** EXERCISE OBJECTIVE **
Among the entries below, find every line that contains the string "floral", then copy it.

** INFORMATION GIVEN **

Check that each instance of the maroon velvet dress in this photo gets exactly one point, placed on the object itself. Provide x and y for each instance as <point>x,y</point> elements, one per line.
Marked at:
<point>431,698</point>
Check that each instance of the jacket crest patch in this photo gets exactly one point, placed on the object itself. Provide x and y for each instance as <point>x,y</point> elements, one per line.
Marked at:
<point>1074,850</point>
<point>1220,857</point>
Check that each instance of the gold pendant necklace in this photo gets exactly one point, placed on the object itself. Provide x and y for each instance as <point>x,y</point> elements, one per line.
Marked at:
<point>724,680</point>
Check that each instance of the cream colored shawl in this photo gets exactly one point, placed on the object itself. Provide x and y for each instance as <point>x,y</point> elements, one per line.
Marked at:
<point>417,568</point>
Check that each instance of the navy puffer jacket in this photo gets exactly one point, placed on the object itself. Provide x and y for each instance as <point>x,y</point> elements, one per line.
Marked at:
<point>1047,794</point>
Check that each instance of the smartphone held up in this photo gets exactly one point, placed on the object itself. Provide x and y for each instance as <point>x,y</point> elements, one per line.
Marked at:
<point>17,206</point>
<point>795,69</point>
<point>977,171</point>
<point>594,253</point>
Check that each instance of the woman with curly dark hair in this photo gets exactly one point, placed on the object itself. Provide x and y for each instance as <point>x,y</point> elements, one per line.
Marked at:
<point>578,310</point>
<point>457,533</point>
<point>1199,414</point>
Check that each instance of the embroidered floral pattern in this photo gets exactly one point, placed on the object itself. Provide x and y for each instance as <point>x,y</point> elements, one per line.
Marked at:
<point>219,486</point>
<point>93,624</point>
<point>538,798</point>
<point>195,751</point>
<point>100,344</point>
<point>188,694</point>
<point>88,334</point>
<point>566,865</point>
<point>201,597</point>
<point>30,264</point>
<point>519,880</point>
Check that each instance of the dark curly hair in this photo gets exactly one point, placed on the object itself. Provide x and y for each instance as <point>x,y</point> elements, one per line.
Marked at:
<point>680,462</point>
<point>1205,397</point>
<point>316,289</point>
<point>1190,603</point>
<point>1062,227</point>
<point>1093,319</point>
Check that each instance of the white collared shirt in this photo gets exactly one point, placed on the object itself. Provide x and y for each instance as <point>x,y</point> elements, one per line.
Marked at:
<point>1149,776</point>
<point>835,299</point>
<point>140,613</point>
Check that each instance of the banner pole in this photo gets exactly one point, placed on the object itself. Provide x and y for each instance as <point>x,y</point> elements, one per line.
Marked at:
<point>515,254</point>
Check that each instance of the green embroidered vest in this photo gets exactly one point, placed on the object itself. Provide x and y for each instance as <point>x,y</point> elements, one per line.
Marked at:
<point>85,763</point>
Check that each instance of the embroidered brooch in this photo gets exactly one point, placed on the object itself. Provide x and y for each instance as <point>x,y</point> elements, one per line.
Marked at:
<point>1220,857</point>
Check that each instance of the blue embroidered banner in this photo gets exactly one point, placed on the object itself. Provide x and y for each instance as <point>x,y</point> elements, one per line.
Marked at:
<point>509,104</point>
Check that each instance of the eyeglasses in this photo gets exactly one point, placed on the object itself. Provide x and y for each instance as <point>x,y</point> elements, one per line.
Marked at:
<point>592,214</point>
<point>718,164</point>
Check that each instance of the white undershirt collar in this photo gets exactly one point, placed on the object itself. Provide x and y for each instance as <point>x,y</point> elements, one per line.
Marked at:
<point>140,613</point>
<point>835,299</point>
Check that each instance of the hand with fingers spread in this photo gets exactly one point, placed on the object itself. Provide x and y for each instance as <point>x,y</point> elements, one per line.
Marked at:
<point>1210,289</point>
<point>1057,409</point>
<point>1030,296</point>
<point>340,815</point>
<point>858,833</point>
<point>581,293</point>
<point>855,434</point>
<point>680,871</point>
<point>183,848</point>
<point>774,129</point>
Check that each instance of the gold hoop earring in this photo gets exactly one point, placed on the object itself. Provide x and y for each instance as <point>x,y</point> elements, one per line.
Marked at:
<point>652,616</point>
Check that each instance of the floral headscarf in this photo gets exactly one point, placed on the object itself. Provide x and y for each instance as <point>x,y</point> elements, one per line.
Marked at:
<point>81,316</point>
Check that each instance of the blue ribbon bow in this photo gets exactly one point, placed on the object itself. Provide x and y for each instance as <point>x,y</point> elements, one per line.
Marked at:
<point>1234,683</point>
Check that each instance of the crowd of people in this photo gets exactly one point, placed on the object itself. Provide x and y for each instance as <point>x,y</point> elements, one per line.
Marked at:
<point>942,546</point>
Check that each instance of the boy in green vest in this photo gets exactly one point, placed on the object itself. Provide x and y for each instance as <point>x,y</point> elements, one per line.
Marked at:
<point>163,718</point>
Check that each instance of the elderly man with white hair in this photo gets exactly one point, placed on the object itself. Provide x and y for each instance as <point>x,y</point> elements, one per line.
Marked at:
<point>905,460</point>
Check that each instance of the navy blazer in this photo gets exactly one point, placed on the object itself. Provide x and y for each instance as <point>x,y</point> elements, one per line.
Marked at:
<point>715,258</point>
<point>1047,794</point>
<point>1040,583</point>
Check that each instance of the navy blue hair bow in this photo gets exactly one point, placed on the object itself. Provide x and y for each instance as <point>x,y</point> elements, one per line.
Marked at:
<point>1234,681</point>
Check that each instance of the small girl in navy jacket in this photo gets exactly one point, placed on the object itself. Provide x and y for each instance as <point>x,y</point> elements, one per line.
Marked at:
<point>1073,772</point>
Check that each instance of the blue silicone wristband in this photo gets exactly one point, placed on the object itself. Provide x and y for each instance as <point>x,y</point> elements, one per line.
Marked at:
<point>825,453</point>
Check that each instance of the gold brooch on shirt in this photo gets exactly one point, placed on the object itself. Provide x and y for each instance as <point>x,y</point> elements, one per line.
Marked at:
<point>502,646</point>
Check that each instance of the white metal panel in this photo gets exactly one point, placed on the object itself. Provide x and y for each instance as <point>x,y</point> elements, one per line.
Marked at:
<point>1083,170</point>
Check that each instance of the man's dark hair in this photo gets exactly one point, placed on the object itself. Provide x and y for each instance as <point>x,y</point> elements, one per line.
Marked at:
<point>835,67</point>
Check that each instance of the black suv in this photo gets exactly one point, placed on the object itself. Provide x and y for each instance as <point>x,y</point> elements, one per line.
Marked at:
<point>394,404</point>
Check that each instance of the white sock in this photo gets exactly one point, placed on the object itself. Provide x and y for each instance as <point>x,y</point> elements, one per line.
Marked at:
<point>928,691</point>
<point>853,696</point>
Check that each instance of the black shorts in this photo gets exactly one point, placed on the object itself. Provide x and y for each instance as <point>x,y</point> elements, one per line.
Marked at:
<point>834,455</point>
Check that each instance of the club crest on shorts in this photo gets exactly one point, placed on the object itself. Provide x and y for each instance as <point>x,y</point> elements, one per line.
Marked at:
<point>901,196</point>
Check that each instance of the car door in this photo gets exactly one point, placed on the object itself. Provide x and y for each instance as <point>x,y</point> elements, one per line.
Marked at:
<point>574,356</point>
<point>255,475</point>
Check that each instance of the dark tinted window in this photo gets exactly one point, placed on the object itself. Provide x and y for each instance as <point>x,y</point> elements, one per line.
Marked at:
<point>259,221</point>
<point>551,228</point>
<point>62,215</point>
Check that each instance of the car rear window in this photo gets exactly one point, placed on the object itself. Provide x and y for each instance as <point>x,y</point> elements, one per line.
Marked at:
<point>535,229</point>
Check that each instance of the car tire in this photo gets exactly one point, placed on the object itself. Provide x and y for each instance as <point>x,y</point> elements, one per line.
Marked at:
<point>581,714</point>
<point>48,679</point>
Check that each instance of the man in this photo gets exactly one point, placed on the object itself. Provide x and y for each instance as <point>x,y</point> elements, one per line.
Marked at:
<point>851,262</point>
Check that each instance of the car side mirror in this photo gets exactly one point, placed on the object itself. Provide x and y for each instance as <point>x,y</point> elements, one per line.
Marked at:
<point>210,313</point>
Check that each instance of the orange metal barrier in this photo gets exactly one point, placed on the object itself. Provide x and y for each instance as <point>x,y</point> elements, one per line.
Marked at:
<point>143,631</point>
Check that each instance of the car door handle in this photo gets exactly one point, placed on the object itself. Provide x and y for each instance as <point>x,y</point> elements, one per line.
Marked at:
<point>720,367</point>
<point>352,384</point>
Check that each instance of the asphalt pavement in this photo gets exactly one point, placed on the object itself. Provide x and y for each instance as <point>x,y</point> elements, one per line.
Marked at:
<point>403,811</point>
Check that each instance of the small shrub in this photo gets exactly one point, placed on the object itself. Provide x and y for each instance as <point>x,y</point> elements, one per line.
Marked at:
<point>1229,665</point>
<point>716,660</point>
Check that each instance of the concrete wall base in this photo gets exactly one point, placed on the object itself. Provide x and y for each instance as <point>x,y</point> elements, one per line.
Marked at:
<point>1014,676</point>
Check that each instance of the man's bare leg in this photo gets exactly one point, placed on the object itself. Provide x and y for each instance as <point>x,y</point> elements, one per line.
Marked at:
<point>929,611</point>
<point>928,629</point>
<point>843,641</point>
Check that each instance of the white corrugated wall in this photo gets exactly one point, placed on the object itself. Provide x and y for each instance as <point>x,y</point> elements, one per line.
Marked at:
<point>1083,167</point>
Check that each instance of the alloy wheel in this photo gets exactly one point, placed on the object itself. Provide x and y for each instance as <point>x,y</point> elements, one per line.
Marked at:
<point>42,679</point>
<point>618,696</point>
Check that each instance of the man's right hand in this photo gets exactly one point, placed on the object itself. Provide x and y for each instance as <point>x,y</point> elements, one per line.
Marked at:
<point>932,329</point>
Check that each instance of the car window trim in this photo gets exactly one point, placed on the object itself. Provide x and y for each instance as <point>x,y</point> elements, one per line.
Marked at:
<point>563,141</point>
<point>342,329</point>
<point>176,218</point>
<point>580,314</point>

** TASK SOLUTION **
Check that each instance of the embroidered floral pattern in this photo gets exactly one point, placed on the object itself. Provide x and y for each instance as <point>x,y</point> elements, one per line.
Check that each instance of the floral headscarf in this photo gets exactly one point, placed on the object itself. Provide x and y for each instance as <point>x,y</point> elements, one per line.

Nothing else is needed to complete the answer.